(THE TASK): Edit the data by replacing "sample" with "demonstration" wherever it occurs and leaving everything else unchanged. Reproduce the edited data without the pictures.

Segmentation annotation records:
::::::
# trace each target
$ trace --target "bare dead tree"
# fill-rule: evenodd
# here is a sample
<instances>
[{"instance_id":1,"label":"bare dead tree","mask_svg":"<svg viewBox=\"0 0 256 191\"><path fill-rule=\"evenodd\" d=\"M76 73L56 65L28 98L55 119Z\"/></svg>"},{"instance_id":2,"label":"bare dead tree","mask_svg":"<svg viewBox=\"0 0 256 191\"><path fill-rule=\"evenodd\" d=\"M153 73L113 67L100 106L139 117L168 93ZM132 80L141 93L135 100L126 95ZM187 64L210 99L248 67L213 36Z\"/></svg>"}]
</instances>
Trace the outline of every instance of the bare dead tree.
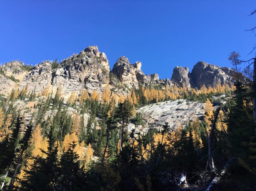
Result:
<instances>
[{"instance_id":1,"label":"bare dead tree","mask_svg":"<svg viewBox=\"0 0 256 191\"><path fill-rule=\"evenodd\" d=\"M215 115L214 115L214 118L211 123L211 131L209 134L209 137L208 139L208 157L210 165L210 168L211 170L214 170L215 167L214 167L214 163L213 160L213 138L214 130L216 126L216 122L217 121L217 119L218 118L218 116L220 113L220 107L219 107L216 110Z\"/></svg>"}]
</instances>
::::::
(CORRECT RESULT):
# trace each target
$ trace --target "bare dead tree"
# fill-rule: evenodd
# here is a demonstration
<instances>
[{"instance_id":1,"label":"bare dead tree","mask_svg":"<svg viewBox=\"0 0 256 191\"><path fill-rule=\"evenodd\" d=\"M76 73L56 65L28 98L55 119Z\"/></svg>"},{"instance_id":2,"label":"bare dead tree","mask_svg":"<svg viewBox=\"0 0 256 191\"><path fill-rule=\"evenodd\" d=\"M153 73L113 67L100 106L139 117L168 93ZM132 80L141 93L135 100L126 95ZM187 64L210 99L248 67L213 36Z\"/></svg>"}]
</instances>
Trace the outline of every instance of the bare dead tree.
Result:
<instances>
[{"instance_id":1,"label":"bare dead tree","mask_svg":"<svg viewBox=\"0 0 256 191\"><path fill-rule=\"evenodd\" d=\"M215 115L214 115L214 118L211 123L211 131L209 134L209 137L208 139L208 157L210 165L210 168L211 170L214 170L215 167L214 167L214 163L213 160L213 138L214 130L216 126L216 122L217 121L217 119L218 118L218 116L220 113L220 107L219 107L216 110Z\"/></svg>"}]
</instances>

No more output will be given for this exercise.